Copy the records below exactly, leaving out any pictures.
(Information given begins)
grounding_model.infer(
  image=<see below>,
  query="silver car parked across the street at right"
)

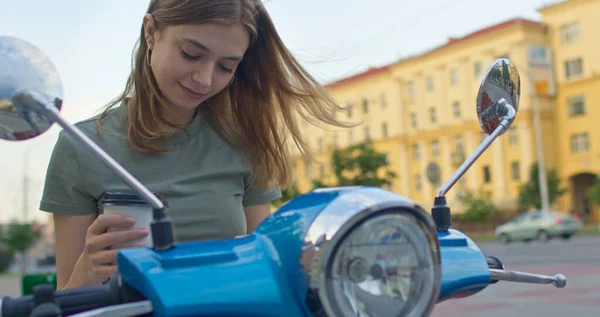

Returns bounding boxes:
[495,210,582,244]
(Information given ends)
__Reply to the task__.
grounding_model.infer(
  image=<see below>,
  query="silver car parked across the street at right"
)


Returns bounding boxes:
[495,210,582,244]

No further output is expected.